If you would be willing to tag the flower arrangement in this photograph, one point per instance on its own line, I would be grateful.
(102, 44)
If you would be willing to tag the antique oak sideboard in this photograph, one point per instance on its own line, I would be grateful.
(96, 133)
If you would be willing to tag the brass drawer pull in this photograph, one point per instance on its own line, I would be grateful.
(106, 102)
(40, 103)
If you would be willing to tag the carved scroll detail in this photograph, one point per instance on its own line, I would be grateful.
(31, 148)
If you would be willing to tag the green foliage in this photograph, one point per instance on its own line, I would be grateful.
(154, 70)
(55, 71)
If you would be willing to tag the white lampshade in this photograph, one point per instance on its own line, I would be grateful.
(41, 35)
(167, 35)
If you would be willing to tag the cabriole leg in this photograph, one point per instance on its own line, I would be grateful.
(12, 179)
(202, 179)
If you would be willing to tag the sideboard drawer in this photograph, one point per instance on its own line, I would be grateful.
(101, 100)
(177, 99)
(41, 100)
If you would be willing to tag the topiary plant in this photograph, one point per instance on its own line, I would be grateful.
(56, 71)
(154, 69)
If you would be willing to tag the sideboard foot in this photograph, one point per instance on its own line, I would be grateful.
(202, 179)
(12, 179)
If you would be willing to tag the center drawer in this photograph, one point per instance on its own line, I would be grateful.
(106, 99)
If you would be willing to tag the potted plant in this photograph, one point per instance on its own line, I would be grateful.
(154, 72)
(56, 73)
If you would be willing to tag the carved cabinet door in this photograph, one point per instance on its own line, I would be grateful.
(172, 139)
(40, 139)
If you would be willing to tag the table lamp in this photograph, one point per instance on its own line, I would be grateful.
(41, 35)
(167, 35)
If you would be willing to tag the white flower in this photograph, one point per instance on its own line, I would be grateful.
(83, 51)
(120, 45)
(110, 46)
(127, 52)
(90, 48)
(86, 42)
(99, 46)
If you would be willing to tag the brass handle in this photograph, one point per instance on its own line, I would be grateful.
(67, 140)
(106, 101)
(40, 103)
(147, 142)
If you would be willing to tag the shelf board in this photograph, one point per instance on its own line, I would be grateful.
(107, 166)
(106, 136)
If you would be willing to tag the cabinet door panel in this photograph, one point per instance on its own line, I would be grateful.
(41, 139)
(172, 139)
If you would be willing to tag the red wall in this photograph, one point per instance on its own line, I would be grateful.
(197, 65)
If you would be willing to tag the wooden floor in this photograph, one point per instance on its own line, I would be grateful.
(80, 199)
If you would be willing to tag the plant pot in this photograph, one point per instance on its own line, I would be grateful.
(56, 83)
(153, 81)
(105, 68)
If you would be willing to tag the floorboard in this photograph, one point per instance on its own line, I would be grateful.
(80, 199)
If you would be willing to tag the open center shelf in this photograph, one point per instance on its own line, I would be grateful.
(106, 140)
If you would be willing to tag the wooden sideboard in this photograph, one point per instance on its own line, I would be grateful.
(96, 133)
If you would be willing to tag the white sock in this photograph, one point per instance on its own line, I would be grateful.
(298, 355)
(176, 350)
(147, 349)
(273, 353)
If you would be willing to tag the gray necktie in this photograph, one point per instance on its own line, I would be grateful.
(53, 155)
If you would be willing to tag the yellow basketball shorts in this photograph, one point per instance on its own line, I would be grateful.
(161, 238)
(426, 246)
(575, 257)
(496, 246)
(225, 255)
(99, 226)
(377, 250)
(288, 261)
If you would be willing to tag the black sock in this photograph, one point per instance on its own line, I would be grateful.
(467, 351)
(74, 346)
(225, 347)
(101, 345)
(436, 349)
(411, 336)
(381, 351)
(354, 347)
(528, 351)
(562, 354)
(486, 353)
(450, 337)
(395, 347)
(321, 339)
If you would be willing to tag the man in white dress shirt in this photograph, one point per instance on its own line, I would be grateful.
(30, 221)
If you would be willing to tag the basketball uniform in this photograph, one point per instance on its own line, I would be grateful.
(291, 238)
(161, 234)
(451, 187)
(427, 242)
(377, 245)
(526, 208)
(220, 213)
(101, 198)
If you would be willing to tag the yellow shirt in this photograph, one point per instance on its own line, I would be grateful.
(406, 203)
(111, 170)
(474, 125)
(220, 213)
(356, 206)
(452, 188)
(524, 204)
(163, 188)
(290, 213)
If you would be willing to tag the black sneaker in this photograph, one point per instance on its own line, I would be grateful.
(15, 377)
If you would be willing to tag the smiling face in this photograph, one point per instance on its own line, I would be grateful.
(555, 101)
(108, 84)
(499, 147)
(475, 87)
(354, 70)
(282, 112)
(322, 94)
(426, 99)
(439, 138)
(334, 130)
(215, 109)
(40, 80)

__________________________________________________

Every line in the data above has to be retyped exactly.

Worked solution:
If you would be willing to tag the flower arrangement in this photograph, one point per instance on its own line, I would be grateful.
(102, 44)
If you would be willing to tag the antique oak sideboard in this photograph, one point per instance on its own line, I would be grateful.
(96, 133)
If you would be willing to tag the brass drawer pull in this photograph, one point per instance on its own line, I would be grateful.
(106, 102)
(40, 103)
If you would be willing to tag the carved scroll detail in this photograph, one point per instance on its own line, I would be grateful.
(31, 148)
If you would be willing to tag the green foliage in this photograph, one point per instance on its own line, I would be grateful.
(154, 70)
(55, 71)
If you would be willing to tag the white lampshade in this photograph, one point per instance on its own line, I would be grateful.
(41, 35)
(167, 35)
If you would be willing to tag the cabriole leg in this photograph, one point per instance on its own line, I would be grateful.
(12, 179)
(202, 179)
If you would be willing to tag the sideboard drawer in this photograph, one point per instance on its own line, I would be grateful.
(101, 100)
(177, 99)
(41, 100)
If you would be willing to tag the topiary plant in this photograph, one point per instance on its own line, I would be grateful.
(56, 71)
(154, 69)
If you would be willing to tag the sideboard foot in this photograph, one point per instance on its own line, I would be grateful.
(202, 179)
(12, 179)
If you would be willing to tag the center drawer in this photograph, one point per instance on its own line, I would be grateful.
(106, 99)
If you would be willing to tag the potted plant in this photograph, one point per instance on its own line, I would be grateful.
(154, 72)
(56, 73)
If you would be willing to tag the carved cabinet door in this photograph, one point per instance on its own line, I would be grateful.
(172, 139)
(40, 139)
If you would be willing to tag the table lamp in this photograph, one point per instance on its own line, I would be grateful.
(41, 35)
(167, 35)
If you would be willing to tag the white flower in this photograph, one point per instance on its own line, I would be grateful.
(83, 51)
(120, 45)
(110, 46)
(127, 52)
(90, 48)
(86, 42)
(99, 46)
If you would be willing to tag the brass handle in this photograph, one point per instance on its own line, I would be grateful.
(67, 140)
(106, 101)
(40, 103)
(147, 142)
If you would be willing to tag the shelf board in this photograph, one point per instance on its own line, I would be grateful.
(107, 166)
(106, 136)
If you would be willing to tag the cabinet door panel in this photograph, one point per instance on its own line, I would be grateful.
(41, 139)
(172, 139)
If you would be willing to tag the red wall in this photograph, one point per instance on its own line, I would be grateful.
(197, 65)
If you would be willing to tag the wooden floor in this photograph, one point per instance on its own line, I would be grateful.
(80, 199)
If you would be willing to tag the plant pot in this photograph, one point per instance on its own line, I would be grateful.
(56, 83)
(153, 81)
(105, 68)
If you would be willing to tag the floorboard in this photograph, one point per instance on its own line, I would be grateful.
(80, 199)
If you would be willing to tag the open center shelf in this photograph, one point per instance on its own line, I would be grateful.
(106, 140)
If you would be willing to tag the wooden sideboard in this photograph, one point per instance on its own line, I would be grateful.
(96, 133)
If you would be willing to tag the white sock in this photograph, one point per instance on its own line, I would be grateful.
(298, 355)
(176, 350)
(147, 349)
(273, 353)
If you would be willing to tag the gray necktie in this photograph, one point per instance on its own line, I would be grateful.
(53, 155)
If you would be willing to tag the yellow basketball shorts in this photograph, one point per instance on its own line, I would be grateful.
(161, 238)
(426, 246)
(575, 257)
(496, 246)
(225, 255)
(99, 226)
(377, 250)
(288, 261)
If you would be willing to tag the black sock in this photograph, one point per instance on its own line, I would be grateful.
(467, 351)
(74, 346)
(225, 347)
(101, 345)
(436, 349)
(411, 336)
(381, 351)
(354, 347)
(528, 351)
(562, 354)
(486, 353)
(450, 337)
(395, 347)
(321, 339)
If you would be willing to tag the man in white dress shirt in this photograph, one point per instance on its own line, I would be grateful.
(30, 221)
If you would be willing to tag the basketball uniform in this photograph, one point per instance on its own line, I would be grateful.
(291, 238)
(161, 234)
(451, 187)
(427, 242)
(377, 245)
(526, 208)
(220, 213)
(101, 198)
If you would be willing to tag the yellow shirt in this photograph, one point per instance on its own line, I would be grateful.
(406, 203)
(111, 170)
(474, 125)
(220, 213)
(356, 206)
(452, 188)
(524, 204)
(163, 188)
(290, 213)
If you would be willing to tag the black sneaker in this photograph, one point per instance on its own line, I would be grateful.
(15, 377)
If you would be willing to tag the smiling face in this photograph, one point per instance on its own line, I would be grateful.
(555, 101)
(108, 84)
(499, 147)
(475, 87)
(354, 70)
(282, 112)
(322, 94)
(426, 99)
(439, 138)
(334, 130)
(215, 109)
(40, 80)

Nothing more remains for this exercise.